** DATA TO PROCESS follows **

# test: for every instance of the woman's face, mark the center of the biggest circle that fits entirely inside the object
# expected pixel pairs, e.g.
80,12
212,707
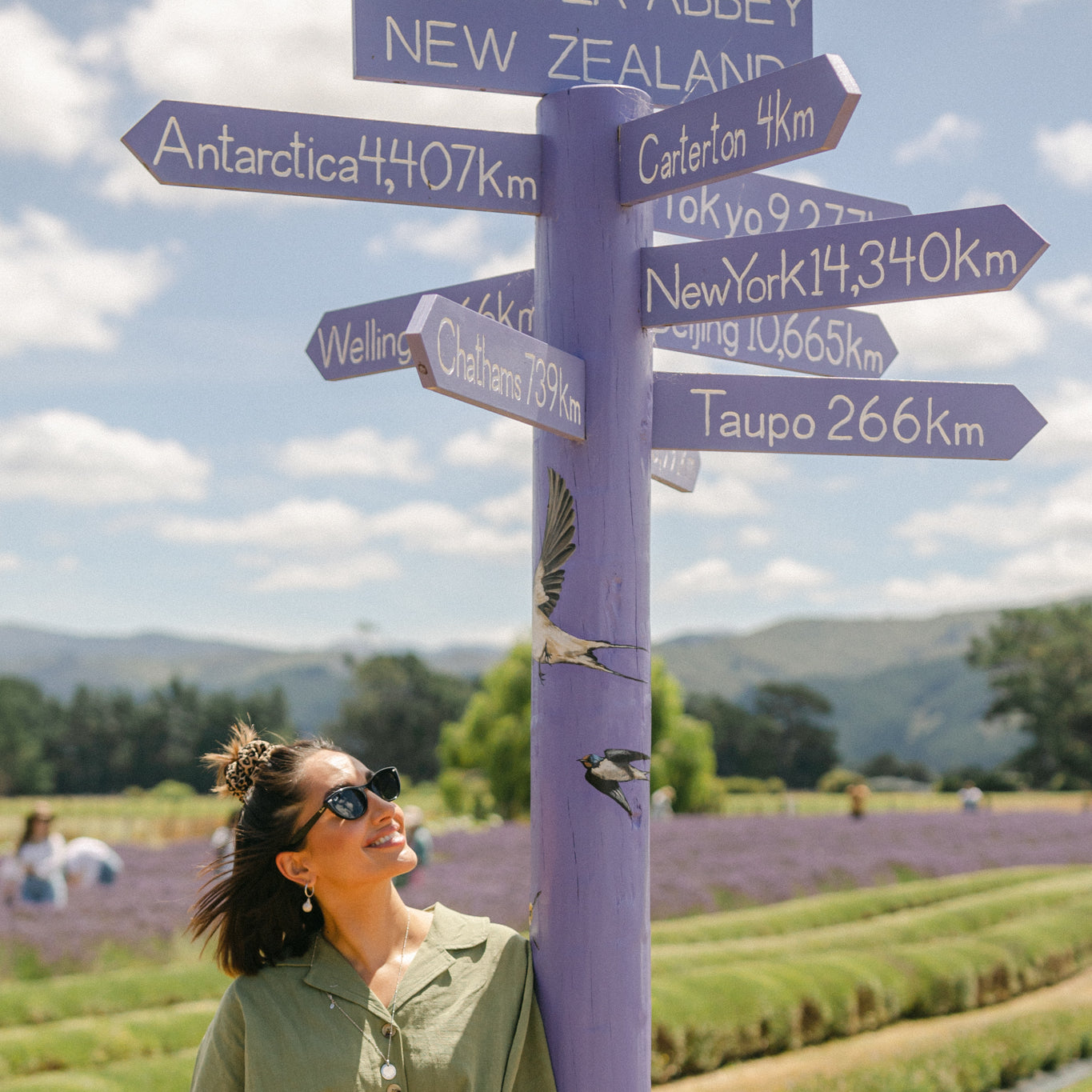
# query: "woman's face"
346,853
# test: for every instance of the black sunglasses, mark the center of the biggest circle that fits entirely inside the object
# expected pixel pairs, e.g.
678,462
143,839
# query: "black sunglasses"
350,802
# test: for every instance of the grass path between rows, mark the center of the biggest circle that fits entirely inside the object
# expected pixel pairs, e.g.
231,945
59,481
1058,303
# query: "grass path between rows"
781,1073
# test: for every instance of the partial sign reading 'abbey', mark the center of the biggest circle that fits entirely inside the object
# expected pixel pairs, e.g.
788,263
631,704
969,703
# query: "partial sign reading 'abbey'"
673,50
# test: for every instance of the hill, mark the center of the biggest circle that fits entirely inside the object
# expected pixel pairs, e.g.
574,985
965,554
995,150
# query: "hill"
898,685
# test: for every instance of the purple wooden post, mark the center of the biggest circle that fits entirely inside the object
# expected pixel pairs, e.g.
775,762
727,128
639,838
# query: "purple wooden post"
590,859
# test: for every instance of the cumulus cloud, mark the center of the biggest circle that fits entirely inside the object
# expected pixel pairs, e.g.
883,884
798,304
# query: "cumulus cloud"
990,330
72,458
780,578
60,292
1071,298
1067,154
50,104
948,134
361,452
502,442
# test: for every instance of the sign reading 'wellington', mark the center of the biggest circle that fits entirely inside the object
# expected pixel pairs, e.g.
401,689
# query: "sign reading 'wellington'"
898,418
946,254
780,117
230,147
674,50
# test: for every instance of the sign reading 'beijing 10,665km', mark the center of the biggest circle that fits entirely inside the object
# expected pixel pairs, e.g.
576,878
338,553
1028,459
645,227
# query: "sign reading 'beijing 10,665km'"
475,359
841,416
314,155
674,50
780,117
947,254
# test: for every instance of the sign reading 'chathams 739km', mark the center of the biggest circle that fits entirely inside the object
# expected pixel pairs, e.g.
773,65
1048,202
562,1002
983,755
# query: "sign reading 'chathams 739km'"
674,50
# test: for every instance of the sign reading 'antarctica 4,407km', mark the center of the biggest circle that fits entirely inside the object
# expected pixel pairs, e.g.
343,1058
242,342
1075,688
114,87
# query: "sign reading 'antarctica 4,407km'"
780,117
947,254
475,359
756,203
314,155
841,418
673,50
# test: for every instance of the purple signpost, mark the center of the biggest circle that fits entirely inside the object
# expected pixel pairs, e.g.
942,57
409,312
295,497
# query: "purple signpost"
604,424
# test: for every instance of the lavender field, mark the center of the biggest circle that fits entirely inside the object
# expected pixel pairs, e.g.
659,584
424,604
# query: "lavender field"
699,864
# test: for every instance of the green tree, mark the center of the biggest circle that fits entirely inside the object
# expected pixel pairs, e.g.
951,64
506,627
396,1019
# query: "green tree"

** End of DATA TO PROCESS **

DIRECTIONS FOR THIS TASK ▸
Each record above is to be returned unchanged, while any picture it holds stays out.

TASK SOLUTION ▸
# test: for every instance of the woman's face, mark the center of the biggest circle that fits entirely inside the object
# expected pixel pairs, e.g.
80,12
212,707
# query: "woman's face"
346,853
# test: for every instance of the black sunglasses, mark the center of the biggest circle that fits entirely inside the object
# expected pixel pairs, e.g.
678,462
143,839
# query: "black sunglasses"
350,802
# test: for every instance of the grass path between rows, mark the center of the biggest circle that fits entirely inside the object
# expected pixel pairs, e.g.
231,945
59,481
1058,303
# query: "grass path between rows"
781,1073
# test: for every instance of the partial sign reading 'abbey', mark the center of the biggest circle that fits entirely inside the object
# expected pixel pairs, e.g.
788,263
631,704
969,703
# query: "partial sign reading 'abbey'"
673,50
# test: for every instance of the hill, mark the center of the biggest circle that fits entirely inside the object
# expected pixel pairs, e.g.
574,985
965,554
995,150
# query: "hill"
898,685
# test: for every instance of the purple wooden post, mark the center of the biggest circle that fits entirely inside the object
# expected pixel pairs, e.g.
775,762
727,128
639,838
# query: "purple wooden post"
590,859
# test: for every instance of the cumulus cloud, mark the center of the biggest circle that fits entirely inside the object
# expected pixel pairs, e.g.
883,884
798,304
# query: "cumulus cloud"
990,330
72,458
780,578
60,292
1071,298
1067,154
50,104
948,134
361,452
502,442
# test: for every instance of the sign reading 'wellington', mark the center of the biggest circle that fits entirely inside the object
# expected pixel pairs, e.g.
401,689
# query: "sign reading 'wellington'"
898,418
946,254
780,117
230,147
674,50
# test: for every instance of the sign reading 'beijing 10,665km', mark the center of the biggest circle that fits entirely inside the object
# expected pixel pairs, e.g.
576,878
338,553
1028,459
645,227
# query: "sign reading 'beijing 10,665km'"
475,359
841,416
314,155
674,50
780,117
947,254
# test: for every instance of the sign reading 'chathams 739km', mark the center of the biggest circle that fits entirely inside the object
# expected pixel pairs, e.g.
773,65
1048,202
562,1002
983,755
# query: "sign reading 'chathams 739km'"
674,50
# test: for every instance of the sign reading 'antarctica 4,407km', mark the center of the biggest circle that fits entirely inside the object
# expected pixel pairs, e.g.
343,1058
242,342
1075,688
114,87
# query: "sign reading 'antarctica 4,407km'"
780,117
947,254
475,359
756,203
314,155
841,418
673,50
# test: for every instance of the purple signpost, mark the center of the biggest circle that fits entirely inside the object
# expected pixel pairs, e.g.
942,57
409,312
295,497
# query: "purple signpost"
604,424
# test: for every instance of the lavender field, mark the center of the biggest circle that fits entirely inside the object
# expected pixel pairs, e.g.
659,584
424,604
# query: "lavender field"
699,864
# test: for every instance of the green tree, mark the center of the biggest circle that fits entirely inside the object
# expected pixel pairs, e.g.
951,64
506,627
396,1019
# query: "green tree"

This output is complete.